* Begin *

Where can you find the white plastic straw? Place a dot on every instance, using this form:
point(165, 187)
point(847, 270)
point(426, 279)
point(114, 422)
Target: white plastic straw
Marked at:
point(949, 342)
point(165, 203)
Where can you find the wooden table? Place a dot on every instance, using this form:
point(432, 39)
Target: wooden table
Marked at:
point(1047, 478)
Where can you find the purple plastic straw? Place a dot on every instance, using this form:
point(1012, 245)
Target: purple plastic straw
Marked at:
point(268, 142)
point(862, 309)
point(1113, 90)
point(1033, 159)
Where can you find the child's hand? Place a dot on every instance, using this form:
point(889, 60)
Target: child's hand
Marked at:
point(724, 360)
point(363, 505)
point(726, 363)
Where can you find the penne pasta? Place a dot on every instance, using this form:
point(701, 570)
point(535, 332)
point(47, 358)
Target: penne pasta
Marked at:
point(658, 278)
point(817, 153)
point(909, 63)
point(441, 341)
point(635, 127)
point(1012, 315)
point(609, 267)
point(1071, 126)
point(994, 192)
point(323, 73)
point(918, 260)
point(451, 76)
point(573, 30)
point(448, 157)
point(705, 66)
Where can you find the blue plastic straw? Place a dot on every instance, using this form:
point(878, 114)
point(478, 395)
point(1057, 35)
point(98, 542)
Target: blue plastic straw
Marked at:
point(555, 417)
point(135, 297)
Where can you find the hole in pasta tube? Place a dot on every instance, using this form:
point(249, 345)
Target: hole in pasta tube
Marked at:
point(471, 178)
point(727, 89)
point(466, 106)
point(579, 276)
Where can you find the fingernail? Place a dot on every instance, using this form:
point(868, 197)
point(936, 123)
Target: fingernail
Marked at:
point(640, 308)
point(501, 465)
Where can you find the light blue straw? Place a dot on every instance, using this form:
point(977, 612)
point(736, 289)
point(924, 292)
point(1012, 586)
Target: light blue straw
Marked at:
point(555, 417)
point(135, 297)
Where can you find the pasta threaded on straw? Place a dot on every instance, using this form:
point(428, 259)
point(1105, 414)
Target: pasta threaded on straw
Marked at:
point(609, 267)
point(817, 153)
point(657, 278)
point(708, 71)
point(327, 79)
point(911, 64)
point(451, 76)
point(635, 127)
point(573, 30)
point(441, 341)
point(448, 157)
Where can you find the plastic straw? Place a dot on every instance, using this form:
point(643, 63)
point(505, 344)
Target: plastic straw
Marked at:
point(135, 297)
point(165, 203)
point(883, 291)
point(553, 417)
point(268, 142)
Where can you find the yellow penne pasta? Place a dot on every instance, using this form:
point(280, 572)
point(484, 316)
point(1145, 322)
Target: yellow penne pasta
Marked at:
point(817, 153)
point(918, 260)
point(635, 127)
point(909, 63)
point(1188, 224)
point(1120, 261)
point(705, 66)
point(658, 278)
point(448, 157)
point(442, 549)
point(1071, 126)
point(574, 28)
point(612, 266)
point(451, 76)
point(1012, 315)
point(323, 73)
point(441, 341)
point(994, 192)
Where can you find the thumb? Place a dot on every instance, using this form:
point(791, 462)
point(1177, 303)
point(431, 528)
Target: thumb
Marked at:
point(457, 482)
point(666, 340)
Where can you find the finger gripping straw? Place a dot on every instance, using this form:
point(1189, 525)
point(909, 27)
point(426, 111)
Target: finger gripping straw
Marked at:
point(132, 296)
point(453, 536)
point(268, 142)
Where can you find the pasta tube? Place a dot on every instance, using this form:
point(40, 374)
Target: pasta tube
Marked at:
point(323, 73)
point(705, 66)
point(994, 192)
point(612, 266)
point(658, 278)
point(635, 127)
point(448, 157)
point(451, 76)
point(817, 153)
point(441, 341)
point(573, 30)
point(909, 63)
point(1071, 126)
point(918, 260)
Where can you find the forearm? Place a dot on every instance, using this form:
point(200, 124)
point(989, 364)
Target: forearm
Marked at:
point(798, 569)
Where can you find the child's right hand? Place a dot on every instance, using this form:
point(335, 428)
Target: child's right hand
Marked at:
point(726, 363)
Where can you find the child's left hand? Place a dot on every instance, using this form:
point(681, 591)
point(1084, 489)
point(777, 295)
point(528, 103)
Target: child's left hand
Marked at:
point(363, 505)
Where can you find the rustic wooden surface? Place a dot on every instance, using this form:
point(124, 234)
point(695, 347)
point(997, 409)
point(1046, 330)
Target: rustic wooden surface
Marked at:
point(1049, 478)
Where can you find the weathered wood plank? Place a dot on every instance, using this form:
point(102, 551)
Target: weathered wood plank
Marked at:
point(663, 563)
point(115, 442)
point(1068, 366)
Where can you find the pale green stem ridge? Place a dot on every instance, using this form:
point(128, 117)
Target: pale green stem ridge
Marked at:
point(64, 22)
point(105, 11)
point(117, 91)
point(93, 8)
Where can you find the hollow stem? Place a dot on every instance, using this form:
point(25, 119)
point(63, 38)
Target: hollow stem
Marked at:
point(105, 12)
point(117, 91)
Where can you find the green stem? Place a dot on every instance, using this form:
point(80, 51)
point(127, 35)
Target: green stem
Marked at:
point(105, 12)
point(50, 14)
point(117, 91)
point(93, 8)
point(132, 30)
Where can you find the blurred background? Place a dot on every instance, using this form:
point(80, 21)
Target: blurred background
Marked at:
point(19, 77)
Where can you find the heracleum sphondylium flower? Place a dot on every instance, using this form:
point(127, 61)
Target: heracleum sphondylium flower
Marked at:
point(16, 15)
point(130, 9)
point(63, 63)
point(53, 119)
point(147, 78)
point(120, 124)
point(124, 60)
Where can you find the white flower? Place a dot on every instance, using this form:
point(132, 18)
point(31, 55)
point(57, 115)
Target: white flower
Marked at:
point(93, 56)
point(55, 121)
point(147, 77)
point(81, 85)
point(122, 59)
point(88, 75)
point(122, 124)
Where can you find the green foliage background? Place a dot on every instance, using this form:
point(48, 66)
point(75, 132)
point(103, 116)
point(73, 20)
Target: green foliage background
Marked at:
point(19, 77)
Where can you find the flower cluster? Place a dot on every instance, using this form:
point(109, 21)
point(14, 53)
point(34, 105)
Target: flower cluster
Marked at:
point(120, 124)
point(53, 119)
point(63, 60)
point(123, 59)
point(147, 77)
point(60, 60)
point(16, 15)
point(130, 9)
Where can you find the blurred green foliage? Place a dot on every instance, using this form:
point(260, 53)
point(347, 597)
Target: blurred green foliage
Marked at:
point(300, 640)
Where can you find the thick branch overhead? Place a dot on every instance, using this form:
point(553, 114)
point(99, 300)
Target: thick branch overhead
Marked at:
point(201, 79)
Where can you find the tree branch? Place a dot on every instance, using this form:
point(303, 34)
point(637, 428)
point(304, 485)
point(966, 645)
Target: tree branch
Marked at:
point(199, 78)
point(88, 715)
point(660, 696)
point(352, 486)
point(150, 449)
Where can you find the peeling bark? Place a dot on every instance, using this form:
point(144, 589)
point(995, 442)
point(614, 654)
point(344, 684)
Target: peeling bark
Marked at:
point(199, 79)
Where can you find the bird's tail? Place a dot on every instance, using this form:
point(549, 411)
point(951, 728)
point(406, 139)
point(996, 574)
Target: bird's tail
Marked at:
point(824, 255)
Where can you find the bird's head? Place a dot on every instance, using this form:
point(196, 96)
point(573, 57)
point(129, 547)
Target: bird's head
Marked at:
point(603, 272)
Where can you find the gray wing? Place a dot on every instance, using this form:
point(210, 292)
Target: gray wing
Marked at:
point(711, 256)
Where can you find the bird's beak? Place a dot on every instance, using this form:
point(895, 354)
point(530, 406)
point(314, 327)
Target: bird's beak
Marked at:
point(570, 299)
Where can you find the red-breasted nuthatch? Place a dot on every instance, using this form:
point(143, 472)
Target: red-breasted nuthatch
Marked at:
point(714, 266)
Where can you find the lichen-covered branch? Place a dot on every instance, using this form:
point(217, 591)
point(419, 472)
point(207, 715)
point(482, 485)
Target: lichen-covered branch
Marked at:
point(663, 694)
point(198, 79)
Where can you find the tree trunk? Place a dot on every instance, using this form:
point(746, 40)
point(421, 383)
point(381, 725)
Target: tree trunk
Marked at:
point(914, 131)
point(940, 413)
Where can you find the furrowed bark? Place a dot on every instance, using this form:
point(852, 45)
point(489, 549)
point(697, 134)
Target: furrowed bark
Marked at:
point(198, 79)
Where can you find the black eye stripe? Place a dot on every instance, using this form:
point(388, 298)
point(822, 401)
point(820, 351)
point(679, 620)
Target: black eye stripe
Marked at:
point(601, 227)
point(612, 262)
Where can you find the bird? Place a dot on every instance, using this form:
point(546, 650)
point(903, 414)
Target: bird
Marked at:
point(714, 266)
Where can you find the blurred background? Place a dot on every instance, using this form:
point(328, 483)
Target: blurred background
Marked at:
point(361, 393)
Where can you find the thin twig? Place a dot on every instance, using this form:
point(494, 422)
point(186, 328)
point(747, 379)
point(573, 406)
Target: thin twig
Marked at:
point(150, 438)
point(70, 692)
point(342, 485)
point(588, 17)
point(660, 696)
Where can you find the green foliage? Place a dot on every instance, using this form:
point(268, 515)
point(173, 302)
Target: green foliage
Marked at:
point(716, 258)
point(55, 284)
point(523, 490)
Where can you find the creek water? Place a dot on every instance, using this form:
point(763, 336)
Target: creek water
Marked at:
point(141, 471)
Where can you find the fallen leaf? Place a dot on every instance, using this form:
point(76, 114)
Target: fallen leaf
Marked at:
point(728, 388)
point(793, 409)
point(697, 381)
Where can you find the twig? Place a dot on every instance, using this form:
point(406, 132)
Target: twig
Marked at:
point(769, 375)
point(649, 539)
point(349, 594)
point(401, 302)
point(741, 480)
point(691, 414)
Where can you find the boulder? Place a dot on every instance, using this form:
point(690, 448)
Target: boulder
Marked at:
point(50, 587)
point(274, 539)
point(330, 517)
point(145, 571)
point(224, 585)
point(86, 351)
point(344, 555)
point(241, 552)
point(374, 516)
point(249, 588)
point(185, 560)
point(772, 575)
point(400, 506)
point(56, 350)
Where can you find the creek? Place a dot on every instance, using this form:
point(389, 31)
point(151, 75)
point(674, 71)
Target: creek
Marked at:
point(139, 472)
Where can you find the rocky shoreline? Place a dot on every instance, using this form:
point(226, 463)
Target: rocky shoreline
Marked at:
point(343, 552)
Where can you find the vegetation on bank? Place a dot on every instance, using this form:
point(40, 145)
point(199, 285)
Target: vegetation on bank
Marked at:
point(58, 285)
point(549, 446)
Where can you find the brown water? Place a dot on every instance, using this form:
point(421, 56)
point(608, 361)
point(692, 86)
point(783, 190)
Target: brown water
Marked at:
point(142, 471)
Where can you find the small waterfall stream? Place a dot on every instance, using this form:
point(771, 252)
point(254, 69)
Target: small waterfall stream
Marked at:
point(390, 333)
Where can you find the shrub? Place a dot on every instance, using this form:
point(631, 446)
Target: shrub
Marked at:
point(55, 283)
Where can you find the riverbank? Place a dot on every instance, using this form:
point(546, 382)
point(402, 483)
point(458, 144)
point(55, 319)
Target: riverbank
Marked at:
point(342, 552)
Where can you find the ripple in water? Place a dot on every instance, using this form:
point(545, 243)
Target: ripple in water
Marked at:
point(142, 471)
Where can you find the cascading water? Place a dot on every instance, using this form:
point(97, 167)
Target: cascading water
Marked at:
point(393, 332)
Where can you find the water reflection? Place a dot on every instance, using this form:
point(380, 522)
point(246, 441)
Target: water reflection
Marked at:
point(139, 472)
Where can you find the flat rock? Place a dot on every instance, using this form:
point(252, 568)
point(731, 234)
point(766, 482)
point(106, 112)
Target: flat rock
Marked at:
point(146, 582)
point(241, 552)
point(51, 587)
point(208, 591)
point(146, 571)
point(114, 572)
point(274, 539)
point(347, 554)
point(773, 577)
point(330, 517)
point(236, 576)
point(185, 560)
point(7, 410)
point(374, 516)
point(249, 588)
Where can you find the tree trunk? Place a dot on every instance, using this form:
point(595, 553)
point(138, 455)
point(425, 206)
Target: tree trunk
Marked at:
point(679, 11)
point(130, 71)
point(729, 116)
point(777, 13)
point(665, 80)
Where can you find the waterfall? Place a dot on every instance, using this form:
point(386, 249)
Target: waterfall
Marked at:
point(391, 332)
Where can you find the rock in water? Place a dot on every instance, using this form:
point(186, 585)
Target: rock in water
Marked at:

* End *

SET PROBLEM: In the data, substitute "flaking bark" for "peeling bark" in the part that opens with the line containing "Where can you find the tree branch?" and closes with the line containing "point(570, 299)". Return only those lines, with nothing else changed.

WRITTEN REPLY:
Where can you find the tree branch? Place a dot on every instance, using this form:
point(303, 34)
point(637, 428)
point(304, 485)
point(966, 645)
Target: tree branch
Marked at:
point(199, 78)
point(88, 715)
point(660, 696)
point(352, 486)
point(150, 449)
Where can you find the flaking bark? Place a dot on every instance, using this form:
point(144, 589)
point(995, 442)
point(614, 654)
point(344, 684)
Target: flaking bark
Marked at:
point(199, 79)
Where can you find the bird's tail? Place a dot on every instance, using this form:
point(549, 411)
point(951, 728)
point(406, 139)
point(996, 574)
Target: bird's tail
Marked at:
point(824, 255)
Where can you find the bird's head? Place a dot on every instance, using this form:
point(196, 96)
point(573, 57)
point(129, 547)
Target: bird's head
Marked at:
point(603, 272)
Where can you find the gray wing? Place a dot on every instance, using this form:
point(210, 292)
Target: gray wing
Marked at:
point(711, 256)
Where can you find the bird's beak? Place a dot on every instance, using this form:
point(895, 354)
point(530, 406)
point(314, 327)
Target: bird's beak
Marked at:
point(570, 299)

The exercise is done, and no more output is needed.